*Your task:* Please identify every line in the listing below that contains the string "eyebrow" and copy each one.

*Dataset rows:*
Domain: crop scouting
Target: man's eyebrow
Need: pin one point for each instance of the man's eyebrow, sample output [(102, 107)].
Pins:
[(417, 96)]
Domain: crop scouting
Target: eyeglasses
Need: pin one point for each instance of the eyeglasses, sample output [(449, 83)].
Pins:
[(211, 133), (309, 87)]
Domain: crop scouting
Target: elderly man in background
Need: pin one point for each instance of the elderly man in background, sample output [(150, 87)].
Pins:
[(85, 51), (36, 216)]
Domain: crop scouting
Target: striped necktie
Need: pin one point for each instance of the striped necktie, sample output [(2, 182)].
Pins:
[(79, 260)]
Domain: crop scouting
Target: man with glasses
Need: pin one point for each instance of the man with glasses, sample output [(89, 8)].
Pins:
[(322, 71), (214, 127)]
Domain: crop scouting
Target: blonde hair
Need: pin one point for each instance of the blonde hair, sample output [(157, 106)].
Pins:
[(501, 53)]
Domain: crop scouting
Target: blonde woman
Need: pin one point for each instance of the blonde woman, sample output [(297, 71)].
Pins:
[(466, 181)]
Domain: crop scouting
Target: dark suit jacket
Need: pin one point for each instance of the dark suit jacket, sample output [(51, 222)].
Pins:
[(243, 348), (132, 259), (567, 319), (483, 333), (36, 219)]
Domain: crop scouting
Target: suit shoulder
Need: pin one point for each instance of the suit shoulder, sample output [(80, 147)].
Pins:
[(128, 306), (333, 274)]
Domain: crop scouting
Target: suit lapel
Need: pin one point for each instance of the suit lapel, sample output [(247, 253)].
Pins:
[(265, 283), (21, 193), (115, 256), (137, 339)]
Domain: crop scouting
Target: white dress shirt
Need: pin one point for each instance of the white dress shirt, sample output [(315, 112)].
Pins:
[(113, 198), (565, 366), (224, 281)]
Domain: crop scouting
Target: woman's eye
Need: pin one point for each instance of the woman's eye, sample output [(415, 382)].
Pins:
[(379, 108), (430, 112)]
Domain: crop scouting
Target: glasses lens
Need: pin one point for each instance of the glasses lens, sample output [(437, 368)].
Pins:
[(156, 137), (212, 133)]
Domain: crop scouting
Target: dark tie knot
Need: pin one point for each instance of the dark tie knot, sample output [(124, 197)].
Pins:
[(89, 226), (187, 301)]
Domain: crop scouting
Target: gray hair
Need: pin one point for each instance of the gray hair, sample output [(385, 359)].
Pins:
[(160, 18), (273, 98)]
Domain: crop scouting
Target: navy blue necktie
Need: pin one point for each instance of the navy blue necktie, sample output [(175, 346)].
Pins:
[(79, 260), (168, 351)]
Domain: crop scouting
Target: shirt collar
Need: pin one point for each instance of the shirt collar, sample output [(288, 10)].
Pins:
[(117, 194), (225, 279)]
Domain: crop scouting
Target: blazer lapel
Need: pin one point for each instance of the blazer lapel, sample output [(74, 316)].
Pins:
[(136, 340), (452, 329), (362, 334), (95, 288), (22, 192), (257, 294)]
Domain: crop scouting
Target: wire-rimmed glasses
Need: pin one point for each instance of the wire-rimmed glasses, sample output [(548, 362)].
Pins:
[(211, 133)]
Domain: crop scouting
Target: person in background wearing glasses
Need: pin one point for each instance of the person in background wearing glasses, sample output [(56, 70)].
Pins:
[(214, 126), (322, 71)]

*Problem solution:*
Target: man's eyebrow
Need: pin one point for each instance of the man's eyebrow, sample output [(102, 107)].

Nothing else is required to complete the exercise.